• Task brief: The expected answer is every line from the material below that has the word "target".

• Data:

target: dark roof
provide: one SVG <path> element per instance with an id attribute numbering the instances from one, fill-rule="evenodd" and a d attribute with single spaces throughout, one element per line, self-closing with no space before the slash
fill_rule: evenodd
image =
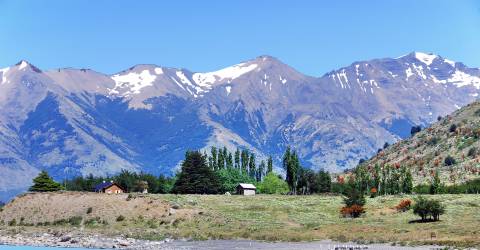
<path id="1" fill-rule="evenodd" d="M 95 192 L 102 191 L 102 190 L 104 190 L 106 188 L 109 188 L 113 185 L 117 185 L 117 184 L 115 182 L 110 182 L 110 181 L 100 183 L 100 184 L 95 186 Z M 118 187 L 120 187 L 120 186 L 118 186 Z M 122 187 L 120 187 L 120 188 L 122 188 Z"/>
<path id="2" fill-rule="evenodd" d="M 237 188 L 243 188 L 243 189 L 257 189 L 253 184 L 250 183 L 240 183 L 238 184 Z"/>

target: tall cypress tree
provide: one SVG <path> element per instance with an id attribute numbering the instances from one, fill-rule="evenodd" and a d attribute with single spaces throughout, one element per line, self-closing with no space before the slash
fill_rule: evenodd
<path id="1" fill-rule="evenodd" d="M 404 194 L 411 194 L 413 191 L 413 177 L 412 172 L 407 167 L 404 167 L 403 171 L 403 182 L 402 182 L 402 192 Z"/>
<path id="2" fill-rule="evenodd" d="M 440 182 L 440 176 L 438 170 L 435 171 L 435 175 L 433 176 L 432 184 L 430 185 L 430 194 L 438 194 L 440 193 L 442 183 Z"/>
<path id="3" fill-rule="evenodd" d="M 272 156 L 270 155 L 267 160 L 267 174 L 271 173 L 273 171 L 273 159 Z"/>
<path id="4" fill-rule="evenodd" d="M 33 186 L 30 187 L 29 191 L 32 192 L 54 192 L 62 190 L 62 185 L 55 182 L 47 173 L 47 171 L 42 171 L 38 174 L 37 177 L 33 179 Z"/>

---

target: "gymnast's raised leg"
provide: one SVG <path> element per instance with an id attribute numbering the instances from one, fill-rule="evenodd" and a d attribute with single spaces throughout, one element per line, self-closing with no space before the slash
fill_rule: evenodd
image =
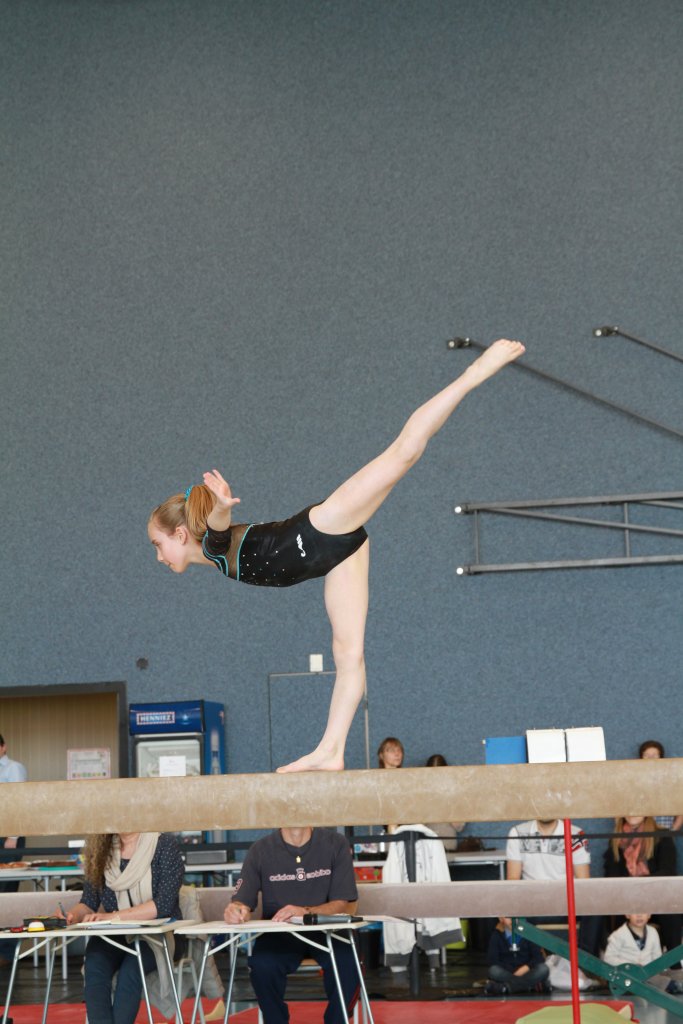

* * *

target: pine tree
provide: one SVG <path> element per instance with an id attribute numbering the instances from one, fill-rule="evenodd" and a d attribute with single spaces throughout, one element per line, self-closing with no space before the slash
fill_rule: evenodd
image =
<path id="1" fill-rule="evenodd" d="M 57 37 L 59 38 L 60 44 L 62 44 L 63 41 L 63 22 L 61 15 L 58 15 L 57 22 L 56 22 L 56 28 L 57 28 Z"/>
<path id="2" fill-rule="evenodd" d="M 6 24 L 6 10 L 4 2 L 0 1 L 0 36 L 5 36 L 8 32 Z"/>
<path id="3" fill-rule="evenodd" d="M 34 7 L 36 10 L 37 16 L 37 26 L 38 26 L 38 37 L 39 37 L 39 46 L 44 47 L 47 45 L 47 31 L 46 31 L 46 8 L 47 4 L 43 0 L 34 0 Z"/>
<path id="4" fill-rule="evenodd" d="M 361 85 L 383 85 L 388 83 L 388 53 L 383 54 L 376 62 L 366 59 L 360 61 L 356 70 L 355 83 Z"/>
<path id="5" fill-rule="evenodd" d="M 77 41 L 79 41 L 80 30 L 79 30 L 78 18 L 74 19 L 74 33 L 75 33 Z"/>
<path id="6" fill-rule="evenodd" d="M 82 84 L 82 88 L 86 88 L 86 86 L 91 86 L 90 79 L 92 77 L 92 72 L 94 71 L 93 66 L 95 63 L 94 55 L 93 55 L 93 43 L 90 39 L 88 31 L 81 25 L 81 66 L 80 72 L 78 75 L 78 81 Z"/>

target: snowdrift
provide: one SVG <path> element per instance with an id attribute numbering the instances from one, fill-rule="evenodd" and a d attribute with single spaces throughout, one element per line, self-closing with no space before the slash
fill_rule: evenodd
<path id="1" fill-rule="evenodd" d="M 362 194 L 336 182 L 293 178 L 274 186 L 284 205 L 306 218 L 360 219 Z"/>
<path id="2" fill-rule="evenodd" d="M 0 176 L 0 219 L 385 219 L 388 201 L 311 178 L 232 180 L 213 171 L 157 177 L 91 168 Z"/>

• Response for this exercise:
target: dark roof
target: tall cypress tree
target: "gymnast's raised leg"
target: pine tree
target: snowdrift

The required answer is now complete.